YOUR INSTRUCTIONS
Count how many lines in the data below contain the word "dark". Reply with the number alone.

RECORDS FOR THE EXERCISE
___
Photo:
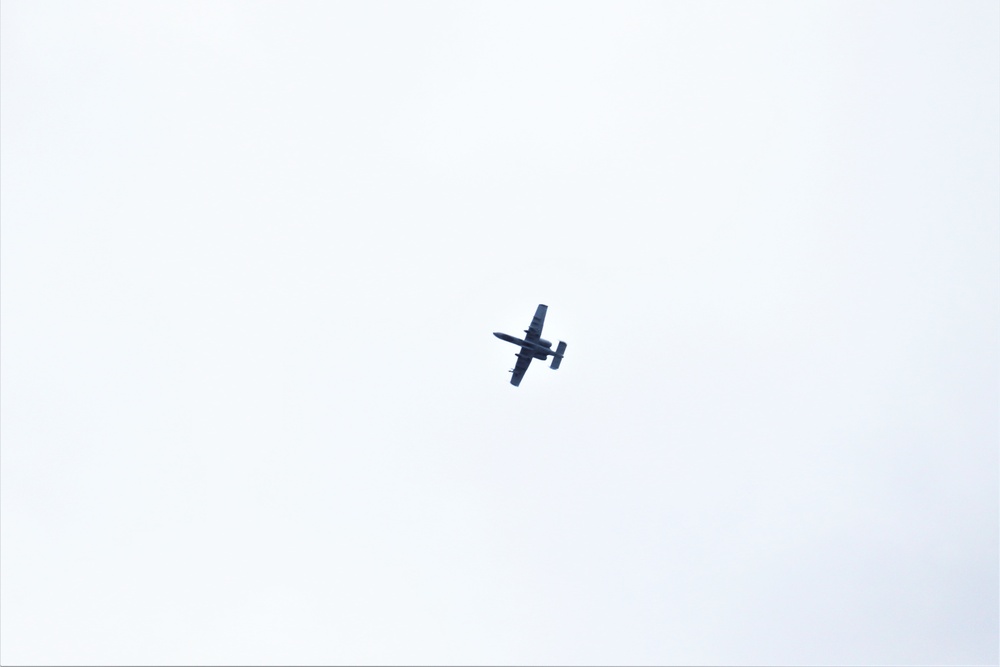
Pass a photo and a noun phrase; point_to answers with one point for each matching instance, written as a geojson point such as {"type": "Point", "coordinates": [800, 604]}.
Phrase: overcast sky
{"type": "Point", "coordinates": [253, 254]}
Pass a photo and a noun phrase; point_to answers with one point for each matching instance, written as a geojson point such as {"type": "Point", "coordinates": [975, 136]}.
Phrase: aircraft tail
{"type": "Point", "coordinates": [556, 360]}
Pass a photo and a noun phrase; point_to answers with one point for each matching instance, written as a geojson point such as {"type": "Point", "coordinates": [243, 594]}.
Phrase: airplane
{"type": "Point", "coordinates": [533, 346]}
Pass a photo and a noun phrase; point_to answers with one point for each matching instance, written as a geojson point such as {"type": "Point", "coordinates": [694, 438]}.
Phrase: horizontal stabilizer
{"type": "Point", "coordinates": [557, 358]}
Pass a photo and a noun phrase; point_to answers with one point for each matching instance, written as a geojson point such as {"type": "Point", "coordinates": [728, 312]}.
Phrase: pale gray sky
{"type": "Point", "coordinates": [253, 253]}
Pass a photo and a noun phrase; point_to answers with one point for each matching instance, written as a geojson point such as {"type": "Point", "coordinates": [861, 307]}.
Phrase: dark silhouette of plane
{"type": "Point", "coordinates": [533, 346]}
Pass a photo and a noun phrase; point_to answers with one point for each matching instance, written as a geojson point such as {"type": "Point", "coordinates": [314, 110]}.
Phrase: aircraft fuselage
{"type": "Point", "coordinates": [539, 349]}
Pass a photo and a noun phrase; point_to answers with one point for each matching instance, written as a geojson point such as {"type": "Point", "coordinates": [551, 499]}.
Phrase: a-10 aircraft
{"type": "Point", "coordinates": [533, 346]}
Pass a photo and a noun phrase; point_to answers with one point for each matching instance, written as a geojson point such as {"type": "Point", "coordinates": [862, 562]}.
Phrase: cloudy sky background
{"type": "Point", "coordinates": [252, 255]}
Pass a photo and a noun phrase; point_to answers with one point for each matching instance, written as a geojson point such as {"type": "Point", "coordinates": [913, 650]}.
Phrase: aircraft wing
{"type": "Point", "coordinates": [523, 359]}
{"type": "Point", "coordinates": [535, 330]}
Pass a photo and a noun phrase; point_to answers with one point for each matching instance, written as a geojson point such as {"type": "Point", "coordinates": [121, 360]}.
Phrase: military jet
{"type": "Point", "coordinates": [533, 346]}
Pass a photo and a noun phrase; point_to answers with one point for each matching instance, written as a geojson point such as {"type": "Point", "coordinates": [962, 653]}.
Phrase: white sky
{"type": "Point", "coordinates": [252, 256]}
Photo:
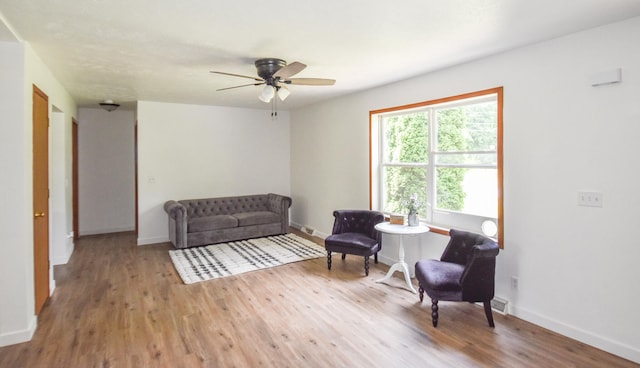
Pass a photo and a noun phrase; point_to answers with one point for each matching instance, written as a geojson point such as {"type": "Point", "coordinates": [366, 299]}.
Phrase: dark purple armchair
{"type": "Point", "coordinates": [354, 233]}
{"type": "Point", "coordinates": [465, 272]}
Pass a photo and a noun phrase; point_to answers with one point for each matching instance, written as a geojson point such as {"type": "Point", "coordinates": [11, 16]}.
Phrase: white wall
{"type": "Point", "coordinates": [20, 68]}
{"type": "Point", "coordinates": [576, 265]}
{"type": "Point", "coordinates": [192, 151]}
{"type": "Point", "coordinates": [16, 238]}
{"type": "Point", "coordinates": [106, 171]}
___
COMPLETED TASK
2